### CONSIGNES À RESPECTER
Comptez les lignes des enregistrements ci-dessous où figure la chaîne « brown », puis indiquez uniquement ce nombre.
━━━━━━━━━━━━━━━━━━━━━━━━━━━━━━
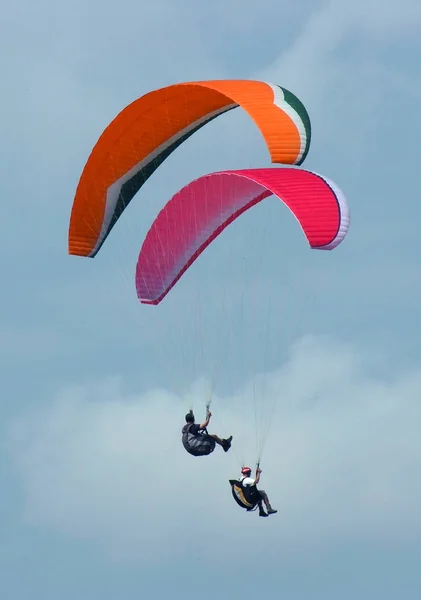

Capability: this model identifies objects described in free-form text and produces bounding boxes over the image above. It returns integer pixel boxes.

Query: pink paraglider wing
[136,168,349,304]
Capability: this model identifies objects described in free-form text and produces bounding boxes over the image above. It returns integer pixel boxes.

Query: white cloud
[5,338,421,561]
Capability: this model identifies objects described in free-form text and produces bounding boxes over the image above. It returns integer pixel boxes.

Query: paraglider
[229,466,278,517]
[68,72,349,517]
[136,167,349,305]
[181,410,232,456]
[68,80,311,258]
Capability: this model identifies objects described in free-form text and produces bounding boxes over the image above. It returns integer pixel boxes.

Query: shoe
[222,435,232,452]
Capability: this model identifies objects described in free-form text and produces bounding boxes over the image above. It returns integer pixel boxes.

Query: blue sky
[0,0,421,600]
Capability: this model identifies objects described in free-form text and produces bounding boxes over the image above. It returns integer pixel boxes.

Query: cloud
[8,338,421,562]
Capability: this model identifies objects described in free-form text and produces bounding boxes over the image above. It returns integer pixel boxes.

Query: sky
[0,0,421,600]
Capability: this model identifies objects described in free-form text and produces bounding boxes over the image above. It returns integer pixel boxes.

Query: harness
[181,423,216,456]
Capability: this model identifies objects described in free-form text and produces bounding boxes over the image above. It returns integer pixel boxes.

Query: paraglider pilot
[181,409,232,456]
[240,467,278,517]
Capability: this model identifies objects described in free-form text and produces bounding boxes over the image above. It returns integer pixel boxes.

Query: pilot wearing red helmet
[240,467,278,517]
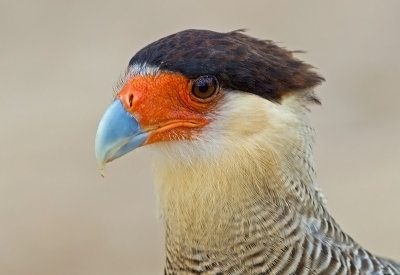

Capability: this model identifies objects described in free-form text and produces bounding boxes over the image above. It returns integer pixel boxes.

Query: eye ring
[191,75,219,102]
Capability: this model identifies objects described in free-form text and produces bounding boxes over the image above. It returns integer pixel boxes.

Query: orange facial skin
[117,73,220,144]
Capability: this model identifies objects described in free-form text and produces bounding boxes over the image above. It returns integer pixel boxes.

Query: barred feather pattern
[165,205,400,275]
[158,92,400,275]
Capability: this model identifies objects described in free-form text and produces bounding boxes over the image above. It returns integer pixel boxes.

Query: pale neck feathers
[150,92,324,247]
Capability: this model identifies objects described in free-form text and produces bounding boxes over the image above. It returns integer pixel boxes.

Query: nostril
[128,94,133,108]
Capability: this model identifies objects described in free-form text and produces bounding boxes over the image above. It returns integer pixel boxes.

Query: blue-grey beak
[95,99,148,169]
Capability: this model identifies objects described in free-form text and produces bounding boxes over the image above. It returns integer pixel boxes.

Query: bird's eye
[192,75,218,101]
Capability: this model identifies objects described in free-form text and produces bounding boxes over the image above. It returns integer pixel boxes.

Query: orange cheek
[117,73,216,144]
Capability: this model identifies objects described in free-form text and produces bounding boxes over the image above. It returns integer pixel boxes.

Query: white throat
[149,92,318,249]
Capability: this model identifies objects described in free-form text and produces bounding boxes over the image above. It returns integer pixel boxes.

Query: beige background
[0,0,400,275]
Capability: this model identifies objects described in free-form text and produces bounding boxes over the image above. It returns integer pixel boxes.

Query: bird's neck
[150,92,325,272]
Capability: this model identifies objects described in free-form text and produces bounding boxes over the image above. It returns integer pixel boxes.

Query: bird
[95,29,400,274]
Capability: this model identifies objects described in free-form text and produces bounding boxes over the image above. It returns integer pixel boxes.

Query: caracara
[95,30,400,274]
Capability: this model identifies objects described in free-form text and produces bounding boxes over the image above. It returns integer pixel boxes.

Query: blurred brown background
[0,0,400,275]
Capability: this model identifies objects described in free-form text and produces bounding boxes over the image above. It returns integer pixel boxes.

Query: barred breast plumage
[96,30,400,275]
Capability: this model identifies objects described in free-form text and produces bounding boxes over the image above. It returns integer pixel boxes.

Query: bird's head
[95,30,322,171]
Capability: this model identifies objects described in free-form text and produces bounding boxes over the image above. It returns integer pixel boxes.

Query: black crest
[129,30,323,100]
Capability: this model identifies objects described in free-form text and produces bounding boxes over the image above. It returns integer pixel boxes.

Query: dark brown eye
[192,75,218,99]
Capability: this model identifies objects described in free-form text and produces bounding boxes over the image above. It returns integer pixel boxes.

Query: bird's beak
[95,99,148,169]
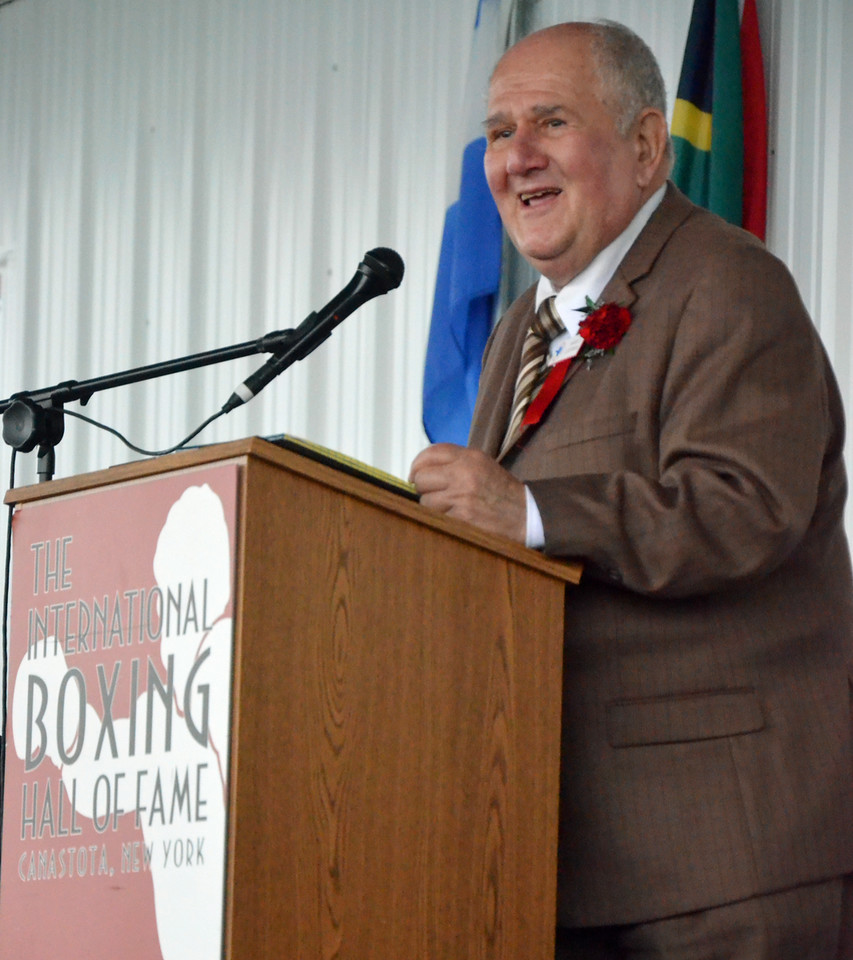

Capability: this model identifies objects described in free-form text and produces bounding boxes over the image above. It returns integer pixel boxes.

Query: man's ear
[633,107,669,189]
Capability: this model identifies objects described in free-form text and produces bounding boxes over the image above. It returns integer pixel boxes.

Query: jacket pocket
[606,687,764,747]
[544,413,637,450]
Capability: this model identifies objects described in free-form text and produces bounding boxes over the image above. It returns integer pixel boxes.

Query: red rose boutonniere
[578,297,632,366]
━━━━━━━━━━━━━━━━━━━━━━━━━━━━━━
### CORRIGÉ PROPOSÉ
2